::: WORKING DATA

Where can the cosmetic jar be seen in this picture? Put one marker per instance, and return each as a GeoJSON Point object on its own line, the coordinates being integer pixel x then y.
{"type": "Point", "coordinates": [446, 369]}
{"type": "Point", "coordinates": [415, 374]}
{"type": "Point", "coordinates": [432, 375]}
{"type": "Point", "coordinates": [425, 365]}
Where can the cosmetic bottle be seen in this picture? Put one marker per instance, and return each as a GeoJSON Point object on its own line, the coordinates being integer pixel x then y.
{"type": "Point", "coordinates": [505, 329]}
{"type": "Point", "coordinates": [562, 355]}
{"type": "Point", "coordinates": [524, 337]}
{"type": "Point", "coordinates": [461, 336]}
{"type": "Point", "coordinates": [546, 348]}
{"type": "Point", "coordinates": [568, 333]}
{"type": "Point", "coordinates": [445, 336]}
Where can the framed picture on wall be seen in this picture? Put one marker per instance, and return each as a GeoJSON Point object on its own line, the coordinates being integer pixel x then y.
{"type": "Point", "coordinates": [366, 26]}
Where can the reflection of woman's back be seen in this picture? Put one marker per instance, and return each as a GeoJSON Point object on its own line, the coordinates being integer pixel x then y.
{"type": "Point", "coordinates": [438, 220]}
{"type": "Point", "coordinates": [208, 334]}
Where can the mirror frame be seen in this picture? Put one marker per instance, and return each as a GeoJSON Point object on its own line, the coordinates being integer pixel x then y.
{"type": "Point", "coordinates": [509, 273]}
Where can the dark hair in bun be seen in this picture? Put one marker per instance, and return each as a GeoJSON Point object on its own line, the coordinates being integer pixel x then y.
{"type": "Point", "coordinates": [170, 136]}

::::::

• GIVEN PROBLEM: Can you write out all the rows above again, switching "cosmetic" to "makeup" wherever it occurs and changing nothing else?

• RESULT FOR THIS TASK:
Where can the makeup jar be seen in this picture? Put one marker per instance, and return each as a GeoJSON Point object on its own line, the coordinates being integer pixel x then y.
{"type": "Point", "coordinates": [446, 369]}
{"type": "Point", "coordinates": [415, 374]}
{"type": "Point", "coordinates": [432, 375]}
{"type": "Point", "coordinates": [425, 365]}
Where can the makeup bottle be seen in this picture? Put one marker per instance, and return each as a GeoJSON Point object on its own line, the coordinates being integer pixel x then y.
{"type": "Point", "coordinates": [505, 329]}
{"type": "Point", "coordinates": [562, 355]}
{"type": "Point", "coordinates": [524, 337]}
{"type": "Point", "coordinates": [461, 336]}
{"type": "Point", "coordinates": [546, 348]}
{"type": "Point", "coordinates": [568, 333]}
{"type": "Point", "coordinates": [445, 336]}
Where can the framed picture on wall be seen in this picture? Put one marker per instance, and return each as a GeoJSON Point object on its own line, the coordinates being integer pixel x then y.
{"type": "Point", "coordinates": [366, 26]}
Where can the reflection of woman's back be seen in this picture? Put one marker per instance, and return each as a GeoJSON Point object on its own line, the coordinates being integer pixel x then y.
{"type": "Point", "coordinates": [438, 220]}
{"type": "Point", "coordinates": [208, 334]}
Where can the mirror frame be seen in this picture? Put one marker per instance, and return each as a GeoJSON Point object on its own line, the coordinates being integer pixel x then y.
{"type": "Point", "coordinates": [509, 273]}
Where can the dark hair in bun be seen in this picture? Put one marker per instance, and return each as a GeoJSON Point object on its own line, the coordinates being integer pixel x then y.
{"type": "Point", "coordinates": [170, 136]}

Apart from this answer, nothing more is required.